[[ Supplied records open ]]

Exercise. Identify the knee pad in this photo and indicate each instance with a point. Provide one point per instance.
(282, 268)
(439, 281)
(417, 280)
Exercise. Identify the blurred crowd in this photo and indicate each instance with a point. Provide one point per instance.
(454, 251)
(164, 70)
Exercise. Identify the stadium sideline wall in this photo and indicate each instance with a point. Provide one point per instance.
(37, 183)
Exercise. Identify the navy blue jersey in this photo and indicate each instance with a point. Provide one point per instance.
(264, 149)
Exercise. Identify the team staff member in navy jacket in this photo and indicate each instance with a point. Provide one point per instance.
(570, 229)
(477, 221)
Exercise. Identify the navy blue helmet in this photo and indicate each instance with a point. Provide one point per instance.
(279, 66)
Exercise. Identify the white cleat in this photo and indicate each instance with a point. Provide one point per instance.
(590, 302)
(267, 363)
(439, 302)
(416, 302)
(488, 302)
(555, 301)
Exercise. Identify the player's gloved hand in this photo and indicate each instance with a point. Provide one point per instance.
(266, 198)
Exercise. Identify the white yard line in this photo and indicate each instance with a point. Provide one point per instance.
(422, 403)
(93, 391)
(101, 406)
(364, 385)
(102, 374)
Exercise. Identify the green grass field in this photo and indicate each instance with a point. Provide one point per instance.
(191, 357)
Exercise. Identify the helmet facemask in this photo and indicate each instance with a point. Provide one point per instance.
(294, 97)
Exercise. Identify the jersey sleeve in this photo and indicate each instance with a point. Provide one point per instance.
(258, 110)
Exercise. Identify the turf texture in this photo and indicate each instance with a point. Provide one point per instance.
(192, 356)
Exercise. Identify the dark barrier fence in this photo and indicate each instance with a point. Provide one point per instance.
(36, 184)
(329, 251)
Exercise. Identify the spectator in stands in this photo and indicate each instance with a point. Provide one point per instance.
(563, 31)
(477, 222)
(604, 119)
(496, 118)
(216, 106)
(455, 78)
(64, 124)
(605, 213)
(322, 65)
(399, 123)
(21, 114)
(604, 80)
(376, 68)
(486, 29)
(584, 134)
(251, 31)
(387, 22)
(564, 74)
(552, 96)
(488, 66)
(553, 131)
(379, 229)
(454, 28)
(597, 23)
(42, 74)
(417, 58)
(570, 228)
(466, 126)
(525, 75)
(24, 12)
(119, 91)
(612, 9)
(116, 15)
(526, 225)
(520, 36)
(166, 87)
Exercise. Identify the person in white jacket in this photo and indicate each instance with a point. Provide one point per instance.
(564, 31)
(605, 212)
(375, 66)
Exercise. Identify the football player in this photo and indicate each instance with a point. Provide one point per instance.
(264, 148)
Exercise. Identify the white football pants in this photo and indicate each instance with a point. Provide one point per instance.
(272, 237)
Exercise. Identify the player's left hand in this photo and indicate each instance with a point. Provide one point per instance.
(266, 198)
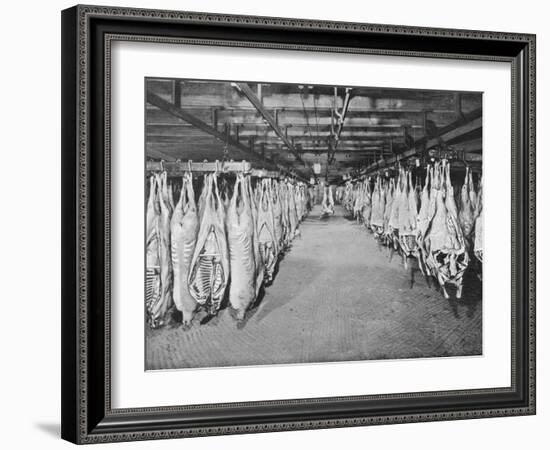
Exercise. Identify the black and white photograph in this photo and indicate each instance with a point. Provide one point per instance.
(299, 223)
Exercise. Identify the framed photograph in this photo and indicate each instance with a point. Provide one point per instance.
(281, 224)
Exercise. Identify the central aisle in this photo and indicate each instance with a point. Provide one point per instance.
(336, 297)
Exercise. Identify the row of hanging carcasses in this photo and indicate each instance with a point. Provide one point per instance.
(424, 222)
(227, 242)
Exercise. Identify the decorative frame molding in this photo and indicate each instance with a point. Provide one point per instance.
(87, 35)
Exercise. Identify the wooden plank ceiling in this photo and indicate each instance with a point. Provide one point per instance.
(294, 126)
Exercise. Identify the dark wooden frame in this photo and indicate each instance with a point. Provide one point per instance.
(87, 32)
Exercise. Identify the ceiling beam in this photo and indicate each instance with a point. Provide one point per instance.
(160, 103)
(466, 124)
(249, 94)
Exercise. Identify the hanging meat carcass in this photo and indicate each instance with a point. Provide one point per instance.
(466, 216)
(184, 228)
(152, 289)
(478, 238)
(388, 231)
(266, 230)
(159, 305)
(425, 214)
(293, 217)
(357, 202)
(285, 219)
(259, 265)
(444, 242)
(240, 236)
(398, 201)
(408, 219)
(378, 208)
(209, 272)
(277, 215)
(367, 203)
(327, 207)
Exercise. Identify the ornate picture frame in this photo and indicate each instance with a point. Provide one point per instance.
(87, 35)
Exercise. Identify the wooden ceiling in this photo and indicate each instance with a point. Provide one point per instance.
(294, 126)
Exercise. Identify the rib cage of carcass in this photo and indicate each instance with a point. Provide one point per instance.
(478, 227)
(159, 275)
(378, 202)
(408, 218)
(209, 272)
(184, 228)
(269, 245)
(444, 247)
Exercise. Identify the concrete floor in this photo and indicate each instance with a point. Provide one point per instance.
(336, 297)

[[ Supplied records closed ]]
[[ Supplied records open ]]

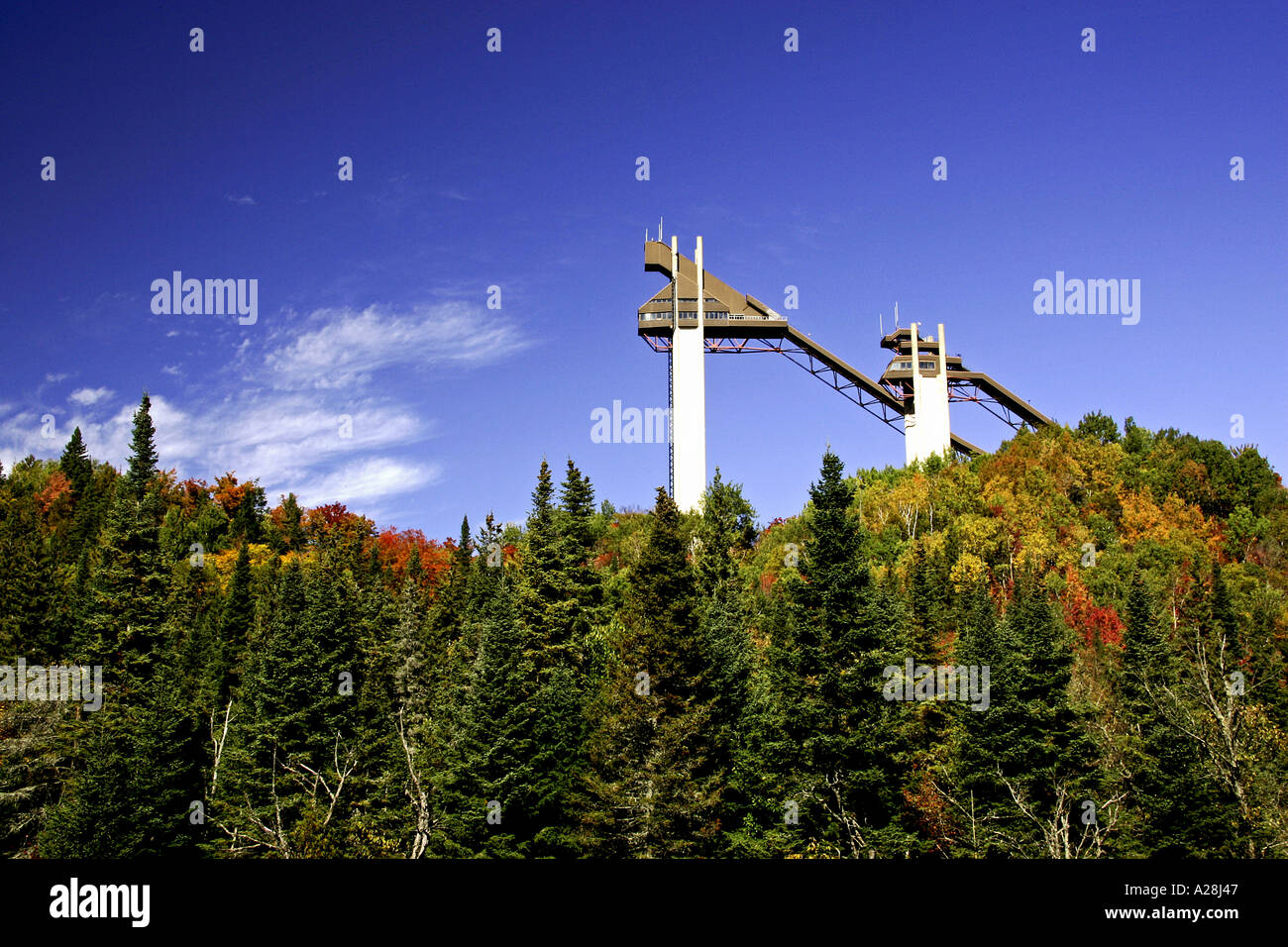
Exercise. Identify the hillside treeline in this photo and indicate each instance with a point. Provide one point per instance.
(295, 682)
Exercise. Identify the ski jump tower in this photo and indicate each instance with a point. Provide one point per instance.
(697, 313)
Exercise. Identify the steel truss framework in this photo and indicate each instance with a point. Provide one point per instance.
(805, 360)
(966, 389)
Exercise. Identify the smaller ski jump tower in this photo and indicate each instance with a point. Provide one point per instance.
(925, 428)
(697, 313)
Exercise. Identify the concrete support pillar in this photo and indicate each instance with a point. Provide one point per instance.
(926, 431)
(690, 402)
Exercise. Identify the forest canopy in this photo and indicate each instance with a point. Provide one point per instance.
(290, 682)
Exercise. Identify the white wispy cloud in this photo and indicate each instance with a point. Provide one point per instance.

[[ Supplied records closed ]]
[[ Supplied records open ]]

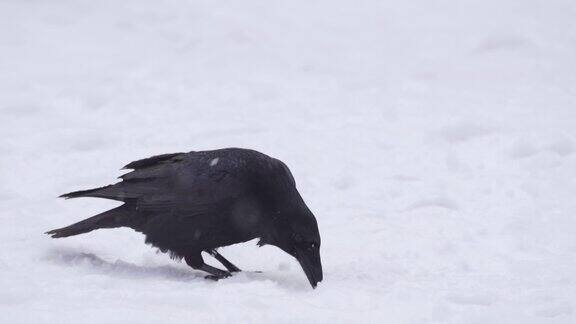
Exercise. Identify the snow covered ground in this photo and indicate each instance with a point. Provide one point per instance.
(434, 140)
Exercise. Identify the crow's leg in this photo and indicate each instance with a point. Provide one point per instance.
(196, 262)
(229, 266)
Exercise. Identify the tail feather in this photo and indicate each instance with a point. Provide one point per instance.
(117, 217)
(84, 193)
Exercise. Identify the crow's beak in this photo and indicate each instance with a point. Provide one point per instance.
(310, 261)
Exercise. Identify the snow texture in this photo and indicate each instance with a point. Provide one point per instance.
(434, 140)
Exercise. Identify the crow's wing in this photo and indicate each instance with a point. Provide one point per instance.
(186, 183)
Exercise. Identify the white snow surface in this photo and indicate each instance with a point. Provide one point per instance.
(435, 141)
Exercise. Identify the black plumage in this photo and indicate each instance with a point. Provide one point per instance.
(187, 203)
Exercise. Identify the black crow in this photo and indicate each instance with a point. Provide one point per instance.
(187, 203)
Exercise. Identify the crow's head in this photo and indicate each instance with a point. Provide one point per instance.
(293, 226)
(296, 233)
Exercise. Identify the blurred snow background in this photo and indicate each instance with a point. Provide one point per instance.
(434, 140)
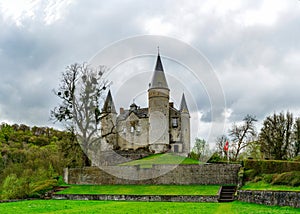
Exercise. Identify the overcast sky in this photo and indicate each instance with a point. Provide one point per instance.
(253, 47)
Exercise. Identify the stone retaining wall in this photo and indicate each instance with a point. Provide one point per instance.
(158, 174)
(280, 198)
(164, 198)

[[ Supplied records closed ]]

Try it: With the first line being the one containing "Exercise. Identify the hillside" and the last line the one containing "Exercise. Identify the white wispy", transcribe exactly the lines above that fall in that range.

Output for this task:
Exercise. Identify the hillside treeline in this photo and indicate each instance with a point. Provide one point per instance.
(295, 682)
Exercise. Identify the ski jump tower in this photo and indicate each instance with a point. Provide one point per instance.
(697, 313)
Exercise. Identify the steel truss framework in this photo and indicate each instance with a point. Provide one point per instance.
(805, 360)
(966, 389)
Exercise. Identify the smaller ski jump tower in this photo and indicate each instance with a point. Provide one point per instance.
(925, 428)
(697, 313)
Exercise. Identify the concrete support pillar in this photo and indicate each instance with a point. Provide one point per instance.
(926, 431)
(690, 402)
Exercise. Identify the forest canopy in this photo and indicate each instance with a point. Provide one point per instance.
(290, 682)
Exercise. Identify the white wispy cloud in this photo and indicate each instance with a point. Provide one point per instance.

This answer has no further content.